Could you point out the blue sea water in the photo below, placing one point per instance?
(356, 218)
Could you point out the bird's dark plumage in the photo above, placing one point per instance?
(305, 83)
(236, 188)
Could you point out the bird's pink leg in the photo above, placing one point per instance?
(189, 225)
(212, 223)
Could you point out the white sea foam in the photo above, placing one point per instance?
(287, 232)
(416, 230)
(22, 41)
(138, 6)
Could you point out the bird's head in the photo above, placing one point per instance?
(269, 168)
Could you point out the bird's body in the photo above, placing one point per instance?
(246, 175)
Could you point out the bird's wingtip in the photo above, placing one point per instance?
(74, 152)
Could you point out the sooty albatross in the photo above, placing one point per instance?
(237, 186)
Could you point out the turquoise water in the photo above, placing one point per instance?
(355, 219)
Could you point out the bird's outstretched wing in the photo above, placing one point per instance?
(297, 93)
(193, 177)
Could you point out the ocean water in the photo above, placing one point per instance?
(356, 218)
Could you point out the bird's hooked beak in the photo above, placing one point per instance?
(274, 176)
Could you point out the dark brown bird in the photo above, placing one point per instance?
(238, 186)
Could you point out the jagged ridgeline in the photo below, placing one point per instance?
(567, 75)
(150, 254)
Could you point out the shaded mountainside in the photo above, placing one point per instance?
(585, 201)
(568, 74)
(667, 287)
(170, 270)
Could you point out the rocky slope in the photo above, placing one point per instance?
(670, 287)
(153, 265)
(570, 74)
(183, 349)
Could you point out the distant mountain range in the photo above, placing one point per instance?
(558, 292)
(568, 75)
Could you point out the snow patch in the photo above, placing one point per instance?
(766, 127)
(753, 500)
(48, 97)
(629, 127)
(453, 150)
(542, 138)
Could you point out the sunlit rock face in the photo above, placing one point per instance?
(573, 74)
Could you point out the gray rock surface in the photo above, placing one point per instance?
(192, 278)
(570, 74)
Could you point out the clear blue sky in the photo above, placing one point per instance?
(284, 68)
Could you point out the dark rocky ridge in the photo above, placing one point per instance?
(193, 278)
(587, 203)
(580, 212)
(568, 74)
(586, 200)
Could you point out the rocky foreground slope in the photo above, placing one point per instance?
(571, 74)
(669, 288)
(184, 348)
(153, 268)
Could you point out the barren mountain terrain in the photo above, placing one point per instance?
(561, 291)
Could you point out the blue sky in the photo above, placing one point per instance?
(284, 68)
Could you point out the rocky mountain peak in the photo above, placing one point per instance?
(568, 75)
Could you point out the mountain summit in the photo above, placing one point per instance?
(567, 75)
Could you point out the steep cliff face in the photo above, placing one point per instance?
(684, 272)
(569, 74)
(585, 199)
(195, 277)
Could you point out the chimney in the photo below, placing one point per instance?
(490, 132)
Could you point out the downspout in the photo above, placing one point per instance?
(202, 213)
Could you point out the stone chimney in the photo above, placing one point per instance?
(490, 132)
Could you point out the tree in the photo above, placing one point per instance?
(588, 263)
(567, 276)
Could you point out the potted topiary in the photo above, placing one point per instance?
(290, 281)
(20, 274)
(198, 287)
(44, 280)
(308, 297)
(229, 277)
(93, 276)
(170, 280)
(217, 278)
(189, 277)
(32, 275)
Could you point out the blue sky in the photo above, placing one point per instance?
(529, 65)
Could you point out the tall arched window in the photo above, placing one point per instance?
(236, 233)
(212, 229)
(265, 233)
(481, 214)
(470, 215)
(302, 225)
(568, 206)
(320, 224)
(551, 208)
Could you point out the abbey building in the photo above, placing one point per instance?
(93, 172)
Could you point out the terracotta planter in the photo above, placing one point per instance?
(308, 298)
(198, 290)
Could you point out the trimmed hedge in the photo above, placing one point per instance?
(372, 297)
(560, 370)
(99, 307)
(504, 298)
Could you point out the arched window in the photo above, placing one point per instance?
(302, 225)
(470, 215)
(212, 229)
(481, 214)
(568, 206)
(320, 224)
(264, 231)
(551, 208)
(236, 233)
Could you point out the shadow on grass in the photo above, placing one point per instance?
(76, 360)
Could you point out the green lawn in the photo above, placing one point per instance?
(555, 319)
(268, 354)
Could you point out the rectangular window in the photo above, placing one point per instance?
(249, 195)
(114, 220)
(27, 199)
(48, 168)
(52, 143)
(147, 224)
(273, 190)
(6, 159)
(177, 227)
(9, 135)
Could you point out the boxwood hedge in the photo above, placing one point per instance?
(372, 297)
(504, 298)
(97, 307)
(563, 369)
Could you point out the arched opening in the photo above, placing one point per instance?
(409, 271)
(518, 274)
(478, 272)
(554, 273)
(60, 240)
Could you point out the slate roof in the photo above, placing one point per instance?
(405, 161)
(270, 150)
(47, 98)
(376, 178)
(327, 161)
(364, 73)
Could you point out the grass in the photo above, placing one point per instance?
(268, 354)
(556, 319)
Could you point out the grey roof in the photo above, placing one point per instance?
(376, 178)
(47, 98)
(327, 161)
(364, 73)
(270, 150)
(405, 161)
════
**TASK REQUIREMENTS:** Extract the data in full. Keep it word for word.

**CORRECT ANSWER:**
Could you point out the blue sea water in the photo below, placing one point per instance?
(356, 218)
Could you point out the bird's dark plumage in the photo above, placing one point per instance?
(305, 83)
(236, 188)
Could you point out the bird's pink leg in the photo above, placing one point per instance?
(189, 225)
(212, 223)
Could you point out the white sea foam in the photo above, placing one point per instance?
(287, 232)
(416, 230)
(22, 41)
(138, 6)
Could you point out the bird's head in the photo above, placing one point per instance?
(269, 168)
Could you point out the bird's body in the photo above, placing one point per instance?
(246, 175)
Could you point out the bird's wingtip in the photo above, placing one point per instance?
(74, 152)
Could you point out the sooty albatross in the photo above, placing one point per instance?
(237, 186)
Could you point out the turquoise water in the photo above, placing one point per instance?
(355, 219)
Could you point out the bird's outstretched wing in the photo above, placing one point per instance?
(297, 93)
(193, 177)
Could you point out the ocean water in the photo above, placing one point per instance?
(356, 218)
Could you point out the bird's hooked beak in the photo above, placing one point per instance?
(274, 176)
Could you point out the dark brown bird in the photo above, placing one point per instance?
(238, 186)
Could you point out the jagged ridgeline in the photo below, placing one point per instance?
(567, 75)
(150, 254)
Could you point out the shaded mountainside in the photo above, placing one point per instance?
(585, 201)
(568, 74)
(667, 287)
(170, 270)
Could you point out the rocky slope in the photo above, placing one point per instance?
(670, 287)
(153, 265)
(570, 74)
(183, 349)
Could you point out the distant mountain range in the photo above, placing one point per instance?
(558, 292)
(568, 75)
Could you point out the snow patch in the photo above, placing one point per instance?
(766, 127)
(753, 500)
(48, 97)
(629, 127)
(453, 150)
(542, 138)
Could you point out the sunlit rock face in the photo above, placing one point per instance?
(573, 74)
Could you point out the gray rock surface in the photo above, placing one point per instance?
(192, 278)
(570, 74)
Could you point out the clear blue sky in the photo above, placing one point per instance?
(284, 68)
Could you point out the dark rocky ridge in the photo above, placing one point per instance?
(193, 278)
(587, 203)
(580, 212)
(568, 74)
(586, 200)
Could you point out the rocky foreground slope in the photo above, placing one point per instance?
(571, 74)
(669, 288)
(184, 348)
(153, 268)
Could you point out the barren mountain terrain in the photo above, placing one point per instance?
(561, 291)
Could you point out the blue sky in the photo above, placing one point per instance?
(284, 68)
Could you point out the rocky mountain peak in the photo above, placing one point per instance?
(568, 75)
Could you point out the mountain summit in the photo above, placing one point per instance?
(567, 75)
Could you point out the steep cliff face in the photo above, placing one point per instance?
(684, 272)
(569, 74)
(585, 199)
(195, 277)
Could you point out the chimney in the photo below, placing one point per instance?
(490, 132)
Could you point out the downspout in the photo above, placing one point per instance?
(202, 213)
Could you point out the stone chimney in the photo above, placing one point per instance?
(490, 132)
Could you point out the tree in the photo above, placing one point per instance?
(588, 263)
(567, 276)
Could you point out the potted topiary in the photo above, placing one point per instance?
(290, 281)
(20, 274)
(198, 287)
(44, 280)
(308, 297)
(229, 277)
(93, 276)
(170, 280)
(217, 278)
(189, 277)
(32, 275)
Could you point out the blue sky in the photo above, placing one point per instance?
(529, 65)
Could you point out the tall arched window in the photo above, placing one point per instance?
(236, 233)
(212, 229)
(265, 233)
(481, 214)
(470, 215)
(302, 225)
(568, 206)
(320, 224)
(551, 208)
Could you point out the abbey building in the photo above, placing one point per instance?
(93, 172)
Could you point out the terracotta planter in the photo above, placing one point per instance?
(308, 298)
(198, 290)
Could you point out the trimmed hedge in the photo above, placing one point per instance?
(372, 297)
(560, 370)
(99, 307)
(504, 298)
Could you point out the arched window in the photo above, placing one point per instance?
(302, 225)
(470, 215)
(212, 229)
(481, 214)
(568, 206)
(320, 224)
(264, 231)
(551, 208)
(236, 233)
Could you point out the shadow on grass in the photo above, placing one point per instance?
(76, 360)
Could you point out the green lawn in the photo above, placing one point per instance?
(555, 319)
(268, 354)
Could you point out the rectangular window in the photo above, placing one point per instance?
(249, 195)
(114, 220)
(27, 199)
(48, 168)
(52, 143)
(147, 224)
(273, 190)
(6, 159)
(177, 227)
(9, 135)
Could you point out the boxwood hedge in the photo above, placing one point per instance?
(372, 297)
(504, 298)
(97, 307)
(563, 369)
Could you point out the arched opening in the photo above, placing one point per instance?
(409, 271)
(518, 274)
(478, 272)
(554, 273)
(60, 240)
Could you point out the slate roof in the photo above, placing one point per instance?
(405, 161)
(270, 150)
(47, 98)
(376, 178)
(327, 161)
(364, 73)
Could you point out the grass in the photo above, placing one point per instance?
(268, 354)
(556, 319)
Could you point out the grey roof in the photo above, placing one point per instance?
(376, 178)
(47, 98)
(327, 161)
(364, 73)
(270, 150)
(405, 161)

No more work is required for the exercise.